*** Предложенный отрывок
Продолжая традиции святоотеческого учения о соотношении ума и сердца (Василий Великий, Иоанн Новый Богослов, Исаак Сирин, Григорий Палама и др.), славянофилы связывали познавательные процессы с цельностью в духе: то есть познание человеком окружающего мира должно происходить не одной мыслью, но всем существом человека. Следовательно, только из внутреннего развития смысла цельной личности может открыться смысл окружающей действительности.
И этот важнейший вывод, философски оформленный в трудах первых славянофилов, и с тех пор явно или скрыто лежавший в виде непрерывной традиции в основе русской религиозной философии, оказал влияние на ход идейно-теоретической борьбы, проходившей в педагогике России в конце XIX - начале XX века.
Согласно исследованию, проведенному Б.М. Бим-Бадом, все педагогические течения этого периода в той или иной мере стремились упрочить свой антропологический фундамент: «Антропология в общем смысле, т.е. все науки о человеке, должны служить для педагогики основанием: о душе, о теле, о назначении человека»25.
Таким образом необходимо выделить то, что определяет особую специфику православной традиции в образовании, – а по мнению В.В. Зеньковского, «это есть прежде всего православный взгляд на человека»26.
I.2 ПОНИМАНИЕ ЛИЧНОСТИ, МЕСТА И НАЗНАЧЕНИЯ ЧЕЛОВЕКА В МИРЕ В РУССКОЙ РЕЛИГИОЗНО-ФИЛОСОФСКОЙ АНТРОПОЛОГИИ
Анализ подхода к проблеме личности, места и назначения человека в окружающем мире в контексте национальной духовной традиции дает возможность рассмотреть важнейшие факторы, оказавшие влияние с одной стороны на всю духовную жизнь России в XIX веке, формирование таких направлений педагогической мысли, как православная педагогика и «педагогическая антропология», и с другой стороны, позволяют выявить имманентную логику педагогического процесса, нацеленного на формирование личности учащегося. Обращение к русской религиозно-философской антропологии позволяет также выявить преемственность современных методологических оснований в познании.
******
*** Фрагмент данных
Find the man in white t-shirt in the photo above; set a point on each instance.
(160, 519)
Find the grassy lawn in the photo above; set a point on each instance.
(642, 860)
******
→ **Задания и упражнения**:
1. Как, по мнению славянофилов из отрывка, человек должен познавать окружающий мир?
2. Перепишите из отрывка фрагмент от слов «И этот важнейший» до слов «начале XX века.» включительно.
Строки представляют собой отдельный материал и к отрывку не относятся.

→ **Ответы**:
1. Не одной мыслью, а всем своим существом.

2.
И этот важнейший вывод, философски оформленный в трудах первых славянофилов, и с тех пор явно или скрыто лежавший в виде непрерывной традиции в основе русской религиозной философии, оказал влияние на ход идейно-теоретической борьбы, проходившей в педагогике России в конце XIX - начале XX века.